Each record should be copied exactly into the answer, and no picture should go with it.

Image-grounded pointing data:

───

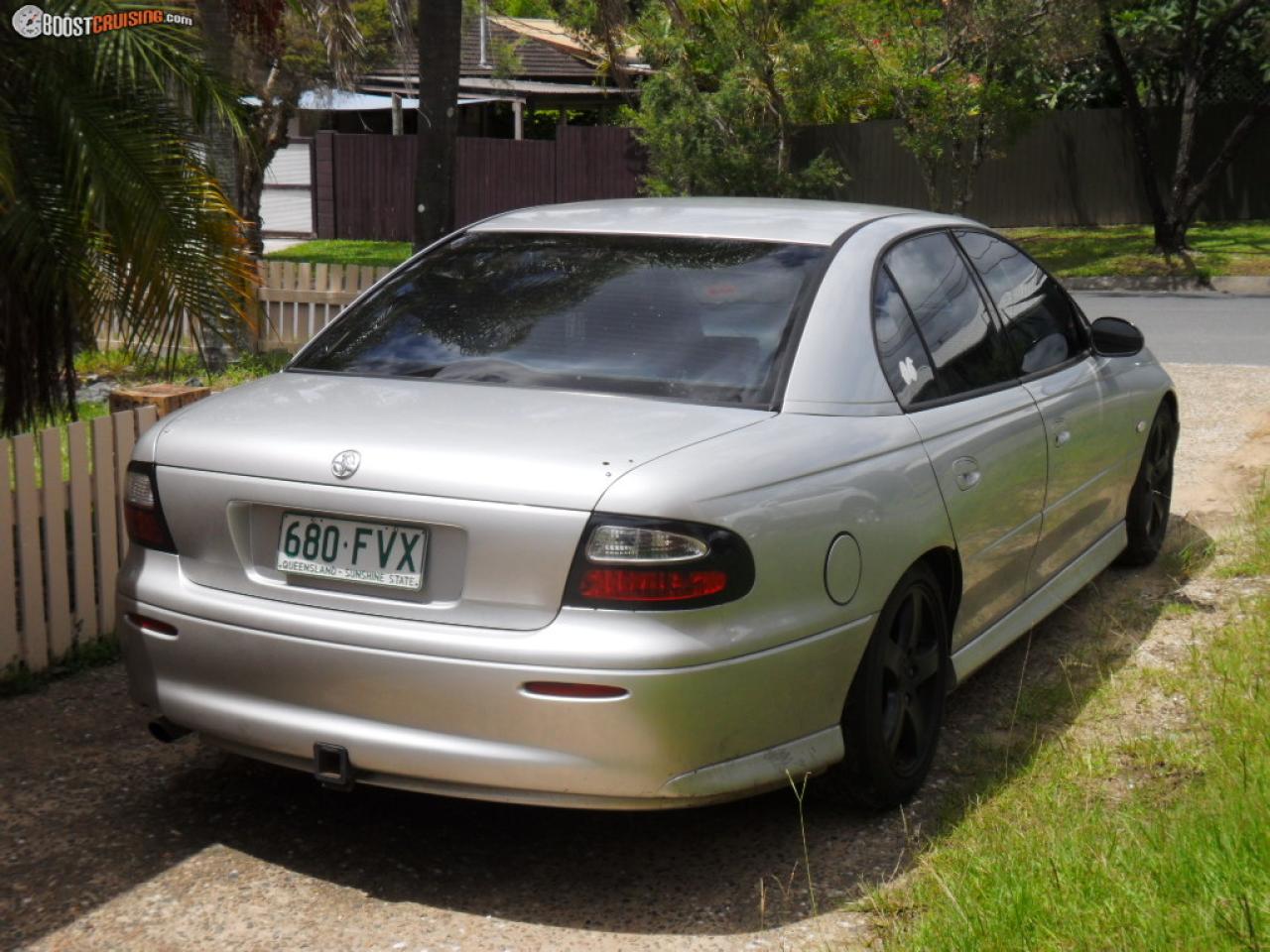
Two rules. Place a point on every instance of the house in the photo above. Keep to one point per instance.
(550, 70)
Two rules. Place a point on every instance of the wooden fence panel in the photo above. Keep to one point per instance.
(497, 175)
(104, 494)
(125, 438)
(363, 184)
(58, 588)
(597, 162)
(9, 645)
(31, 603)
(81, 532)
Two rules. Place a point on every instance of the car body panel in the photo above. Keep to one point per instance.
(441, 439)
(407, 715)
(754, 218)
(988, 453)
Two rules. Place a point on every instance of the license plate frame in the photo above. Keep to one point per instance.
(363, 549)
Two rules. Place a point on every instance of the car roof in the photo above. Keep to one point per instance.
(756, 218)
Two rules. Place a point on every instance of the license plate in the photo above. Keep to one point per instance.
(370, 552)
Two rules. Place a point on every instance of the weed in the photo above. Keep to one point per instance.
(17, 678)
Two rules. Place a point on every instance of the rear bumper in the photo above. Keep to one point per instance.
(681, 735)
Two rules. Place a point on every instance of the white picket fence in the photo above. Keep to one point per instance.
(300, 298)
(66, 535)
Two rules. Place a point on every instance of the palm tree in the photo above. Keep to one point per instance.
(107, 208)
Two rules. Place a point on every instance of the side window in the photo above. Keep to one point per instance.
(903, 358)
(1040, 322)
(952, 315)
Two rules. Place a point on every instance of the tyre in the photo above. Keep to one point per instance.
(1147, 516)
(890, 724)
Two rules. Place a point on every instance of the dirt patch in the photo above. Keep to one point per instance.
(109, 841)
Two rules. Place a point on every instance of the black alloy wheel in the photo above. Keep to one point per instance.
(890, 724)
(1147, 516)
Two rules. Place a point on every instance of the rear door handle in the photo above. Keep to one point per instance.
(965, 471)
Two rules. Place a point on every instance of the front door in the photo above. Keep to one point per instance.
(952, 371)
(1072, 391)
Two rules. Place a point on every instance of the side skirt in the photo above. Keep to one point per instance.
(1040, 603)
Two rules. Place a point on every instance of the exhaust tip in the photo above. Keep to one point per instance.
(167, 731)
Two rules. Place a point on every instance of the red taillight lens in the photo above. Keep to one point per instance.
(639, 563)
(143, 513)
(651, 584)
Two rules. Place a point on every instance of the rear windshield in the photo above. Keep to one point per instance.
(695, 318)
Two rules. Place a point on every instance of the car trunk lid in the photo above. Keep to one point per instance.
(499, 481)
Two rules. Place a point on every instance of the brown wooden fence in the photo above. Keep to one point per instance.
(363, 184)
(1069, 168)
(64, 535)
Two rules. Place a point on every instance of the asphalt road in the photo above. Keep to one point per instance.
(1192, 327)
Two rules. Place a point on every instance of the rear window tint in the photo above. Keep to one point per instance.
(952, 315)
(899, 348)
(1040, 321)
(695, 318)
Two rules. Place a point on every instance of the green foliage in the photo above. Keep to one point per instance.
(1216, 249)
(308, 60)
(107, 208)
(130, 367)
(345, 252)
(733, 79)
(960, 76)
(18, 679)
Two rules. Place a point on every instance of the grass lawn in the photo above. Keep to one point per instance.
(128, 370)
(1218, 249)
(1125, 839)
(329, 252)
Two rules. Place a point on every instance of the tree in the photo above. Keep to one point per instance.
(1193, 37)
(107, 211)
(440, 33)
(960, 76)
(272, 51)
(733, 79)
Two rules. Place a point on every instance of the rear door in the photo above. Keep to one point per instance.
(1052, 356)
(952, 372)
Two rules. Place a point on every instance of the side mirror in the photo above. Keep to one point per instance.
(1114, 336)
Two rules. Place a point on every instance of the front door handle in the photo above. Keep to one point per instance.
(966, 474)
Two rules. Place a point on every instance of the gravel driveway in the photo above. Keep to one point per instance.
(109, 841)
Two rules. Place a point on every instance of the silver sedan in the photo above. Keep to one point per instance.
(643, 504)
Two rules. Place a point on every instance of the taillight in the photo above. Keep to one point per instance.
(143, 513)
(657, 563)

───

§ **Answer**:
Two rules. Place a point on every instance of the house in the photo above. Keep to one point per instance.
(550, 70)
Two rules. Place a point on every instance of the wooden fence panel in the photo above. Keep to one point per instance.
(497, 175)
(104, 494)
(125, 438)
(363, 184)
(58, 588)
(597, 162)
(9, 645)
(31, 603)
(81, 532)
Two rules. Place a point on every instance of the car body panel in the photo above. Keep to one point per instance.
(441, 439)
(407, 715)
(754, 218)
(988, 453)
Two rules. Place a point on every instance of the license plate frame in the photo above. Keep to one point per instance.
(363, 549)
Two rules. Place a point on every instance of the car roof in the photo above. Keep to one point per instance.
(756, 218)
Two rules. Place a point on every instance of the license plate in the photo above. Keep to one point per instance.
(370, 552)
Two rules. Place a point on every instance of the weed in the photo above. Keep to one point per instance.
(17, 678)
Two rules. Place a point on every instance of the rear bumper in the photo above. Keep to one point per instance.
(681, 735)
Two rules. Place a point on every instance of the white picket fence in the photo above. Keep to one point per instance.
(300, 298)
(66, 535)
Two rules. Place a point on every instance of the palm tree in the photo above. Keep to one point per instance.
(107, 208)
Two rules. Place a point on every instance of the side window in the photo above. Keep to one point per instance.
(903, 358)
(1040, 322)
(952, 315)
Two rules. Place a point on every instance of the tyre in the photo above. Keep to one point per instance.
(1147, 516)
(890, 724)
Two rules. Place a point on every instance of the dirt patch in the photo above. Keep to one point per instance.
(109, 841)
Two rules. Place a point on every instance of the black alloy wheel in the photo above. Keep to one point per instance.
(890, 724)
(1147, 516)
Two rules. Place a point on every instance of the rear door handle in the photo above. Keep to one point per instance.
(965, 471)
Two rules. Place a point on every instance of the front door in the photo above. Keep to one point per instance.
(952, 371)
(1072, 391)
Two rules. Place a point on every instance of the side skirt in the photo above. Keep to one point per instance.
(1040, 603)
Two rules. Place a point on every instance of the exhaust tip in the photo above. Keep to one point per instance.
(167, 731)
Two rules. Place a point on every instance of the red taillight lens in the photo above. Keep to one point per instance.
(639, 563)
(143, 513)
(651, 584)
Two rules. Place a point on every instance of the rear windshield in the photo above. Keep to one point per instance.
(695, 318)
Two rules. Place a point on every instance of the car trunk lid in the photo above. Keep to one point per instance.
(499, 481)
Two rules. Place a point on every instance of the brown wooden fence in the photo above. Keep to one point per instance.
(363, 184)
(1069, 168)
(64, 535)
Two rules. Place a point on every instance of the asphalt road in the photo above. Keep to one point per instance.
(1192, 327)
Two rules. Place a point on every instance of the rear window tint in the photo above. Keep to one point per instance.
(952, 315)
(899, 348)
(1040, 321)
(695, 318)
Two rules. Place a point on every instance of the green foliage in the photo above. Keep to one point per instance.
(1216, 249)
(308, 60)
(107, 208)
(130, 367)
(345, 252)
(733, 79)
(960, 76)
(18, 679)
Two rules. Place a point on every instance of the grass lawn in the photo above. Keep to one point per instance.
(128, 370)
(1218, 249)
(1125, 839)
(329, 252)
Two rules. Place a point on every instance of the tree in the photo above. Keep to one point per instance.
(1193, 37)
(107, 211)
(440, 33)
(960, 76)
(272, 51)
(733, 79)
Two rules. Place a point on every instance of the rear door in the photo above. Keep to one point per instance.
(1052, 356)
(952, 372)
Two rules. Place a point on every instance of the side mirror in the photo above. Keep to one point per instance.
(1114, 336)
Two rules. Place a point on every instance of the front door handle in the photo above. Keep to one point per instance.
(966, 474)
Two rules. Place a point on every instance of the gravel driveway in the photo above. Keep to one point per instance.
(109, 841)
Two rules. Place a point on every instance of the silver sedan in the photo above. Keep to one point per instance.
(643, 504)
Two rules. Place a point on every instance of the taillight in the photo above. Keep to one point per instance.
(143, 513)
(657, 563)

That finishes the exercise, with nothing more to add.